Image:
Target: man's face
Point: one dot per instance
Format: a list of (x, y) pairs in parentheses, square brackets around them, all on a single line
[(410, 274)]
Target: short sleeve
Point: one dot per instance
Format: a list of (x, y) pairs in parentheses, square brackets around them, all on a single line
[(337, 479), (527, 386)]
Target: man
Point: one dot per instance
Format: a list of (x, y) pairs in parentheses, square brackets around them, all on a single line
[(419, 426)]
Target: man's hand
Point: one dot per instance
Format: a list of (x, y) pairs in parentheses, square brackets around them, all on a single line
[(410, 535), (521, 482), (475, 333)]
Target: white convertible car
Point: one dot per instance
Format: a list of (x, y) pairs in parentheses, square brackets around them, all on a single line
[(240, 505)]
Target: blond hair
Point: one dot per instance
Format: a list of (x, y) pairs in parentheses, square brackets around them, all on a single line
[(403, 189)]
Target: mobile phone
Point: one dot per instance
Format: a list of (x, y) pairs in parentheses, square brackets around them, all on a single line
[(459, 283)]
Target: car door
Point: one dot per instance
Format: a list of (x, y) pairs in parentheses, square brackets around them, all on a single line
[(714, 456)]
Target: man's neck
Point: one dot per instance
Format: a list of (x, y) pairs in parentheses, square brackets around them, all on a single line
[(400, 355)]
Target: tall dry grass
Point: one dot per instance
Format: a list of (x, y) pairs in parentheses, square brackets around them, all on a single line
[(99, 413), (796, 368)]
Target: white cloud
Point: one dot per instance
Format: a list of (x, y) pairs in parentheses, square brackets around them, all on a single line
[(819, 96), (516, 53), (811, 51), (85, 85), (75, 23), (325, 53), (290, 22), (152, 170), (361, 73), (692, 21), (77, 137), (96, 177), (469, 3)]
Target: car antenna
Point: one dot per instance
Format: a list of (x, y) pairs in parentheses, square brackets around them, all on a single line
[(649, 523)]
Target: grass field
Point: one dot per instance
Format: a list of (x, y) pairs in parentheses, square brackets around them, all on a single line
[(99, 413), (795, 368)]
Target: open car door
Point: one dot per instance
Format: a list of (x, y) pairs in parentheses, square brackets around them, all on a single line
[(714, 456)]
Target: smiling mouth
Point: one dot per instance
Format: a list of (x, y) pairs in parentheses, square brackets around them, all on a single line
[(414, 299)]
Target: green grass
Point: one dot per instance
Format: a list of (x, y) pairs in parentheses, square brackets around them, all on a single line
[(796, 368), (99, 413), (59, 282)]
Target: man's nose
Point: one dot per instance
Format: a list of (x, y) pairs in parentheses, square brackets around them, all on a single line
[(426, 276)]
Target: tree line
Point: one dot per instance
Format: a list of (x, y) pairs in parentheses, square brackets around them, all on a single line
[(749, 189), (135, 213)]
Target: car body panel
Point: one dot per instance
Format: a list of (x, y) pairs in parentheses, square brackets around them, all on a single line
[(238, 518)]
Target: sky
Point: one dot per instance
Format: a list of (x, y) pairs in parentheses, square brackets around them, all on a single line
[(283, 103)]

══════════════════════════════

_ASSIGNMENT_.
Would you please print every record exactly as written?

_ANSWER FOR THIS EXERCISE_.
Image:
Target: man's face
Point: one dot per instance
Format: a list of (x, y) pairs in parentheses, square brackets around them, all on a single line
[(410, 274)]
Target: short sleeve
Point: one dot per instance
Format: a list of (x, y) pairs in parentheses, square brackets around them, all on a single line
[(337, 479), (527, 386)]
Target: man
Point: one dot per instance
Format: a list of (x, y) pairs in parentheses, square brackets around them, all on a single line
[(419, 426)]
Target: man's hand
Point: one dot per instance
Format: a list of (x, y) pairs in parentheses, square brackets around them, all on a single line
[(410, 535), (521, 482), (475, 333)]
Target: white convertible car
Point: one dot per instance
Format: a list of (x, y) pairs in parentheses, square brackets around them, all on a single line
[(240, 505)]
Target: blond hair
Point: one dot per instance
Format: a list of (x, y) pairs in parentheses, square brackets around them, all on a single line
[(403, 189)]
Target: mobile phone
Point: one dot per instance
Format: a list of (x, y) pairs in parentheses, square brackets around them, all on a single line
[(459, 283)]
Target: car door
Point: one dot per instance
Format: a list of (x, y) pairs in parentheses, square brackets around them, all on a single line
[(714, 456)]
Target: man's neck
Point: one dot per instance
Format: a list of (x, y) pairs in parentheses, square brackets around them, all on a single line
[(400, 355)]
Target: tall dry grass
Point: one dot per instance
Format: a list of (x, y) pairs in parentheses, square brackets around them, all on a single line
[(99, 413), (796, 368)]
Target: white cloud
Point: one dot per instance
Format: a list of (x, y) pairs in parentheses, square brackets around them, all on a single line
[(819, 96), (516, 53), (811, 51), (85, 85), (75, 23), (325, 53), (290, 22), (152, 170), (361, 73), (692, 21), (77, 137), (96, 177), (469, 3)]
Target: car antenna
Point: one dot per instance
Format: a list of (x, y) pairs in parentheses, square brackets around them, all on a single line
[(649, 523)]
Target: grass field
Point: one dot per instance
Format: a list of (x, y) pairs in parentheses, square brackets around them, all on a single line
[(99, 413), (795, 368)]
Target: open car door
Point: one dot per instance
Format: a list of (x, y) pairs in parentheses, square brackets around them, all on a single line
[(714, 456)]
Target: smiling mouth
Point: one dot per instance
Format: a list of (x, y) pairs in parentheses, square brackets around them, all on a single line
[(414, 299)]
Target: green grass
Point: one dot per instance
Format: a list of (x, y) pairs in parentheses, square brackets around them, all on a single line
[(796, 368), (99, 413), (59, 282)]
Target: man's nose
Point: one dot per instance
Format: a list of (x, y) pairs in parentheses, square brackets around them, all on a single line
[(426, 276)]
Target: tree line
Point: one dot per instance
Format: a list of (x, y) pairs in parentheses, square brackets around them, all on a single line
[(749, 189), (135, 213)]
Target: car body panel
Point: one dot per instance
Format: a list of (x, y) pairs in parentheses, square brackets around them, all on a single line
[(238, 518)]
Target: sky
Point: one dot per instance
Format: a list of (x, y) pairs in parentheses, square brackets around them, all on a single line
[(283, 103)]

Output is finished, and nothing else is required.